## begin

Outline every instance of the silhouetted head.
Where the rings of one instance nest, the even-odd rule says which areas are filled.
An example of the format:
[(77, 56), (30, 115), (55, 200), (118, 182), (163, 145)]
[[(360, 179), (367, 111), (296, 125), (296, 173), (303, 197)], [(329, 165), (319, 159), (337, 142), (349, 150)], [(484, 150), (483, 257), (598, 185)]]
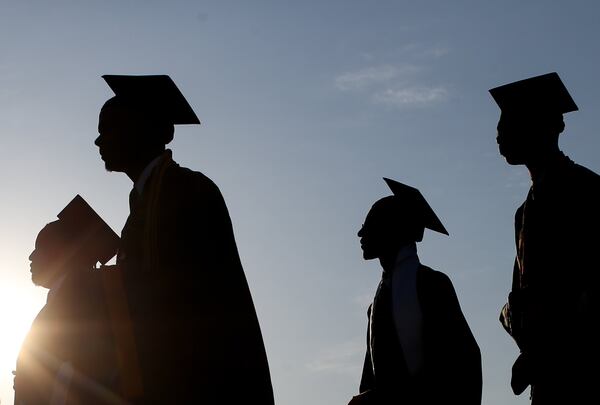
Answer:
[(564, 129), (560, 113), (503, 111), (496, 142), (507, 163), (535, 164), (558, 151), (558, 136)]
[(402, 246), (422, 241), (425, 227), (415, 217), (413, 207), (395, 196), (373, 204), (358, 231), (363, 258), (371, 260), (395, 254)]
[(402, 246), (422, 241), (425, 228), (448, 235), (419, 190), (384, 180), (394, 195), (373, 204), (358, 231), (366, 260), (394, 255)]
[(59, 221), (50, 222), (38, 234), (35, 249), (29, 255), (31, 280), (50, 288), (61, 275), (91, 268), (95, 262), (81, 254), (77, 235)]
[(115, 92), (100, 111), (95, 141), (107, 170), (144, 167), (173, 140), (175, 125), (200, 123), (169, 76), (102, 77)]
[(501, 110), (496, 141), (512, 165), (535, 165), (556, 154), (564, 131), (563, 114), (577, 105), (556, 73), (490, 90)]
[(98, 120), (95, 144), (106, 170), (126, 172), (160, 155), (173, 140), (175, 128), (160, 114), (115, 96), (108, 100)]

## end

Which lines of the listing above contain the word "instance"? List each of them in full.

Outline every instance of the silhouetted head.
Where the rings of one instance nest, the even-odd rule says which areas are filled.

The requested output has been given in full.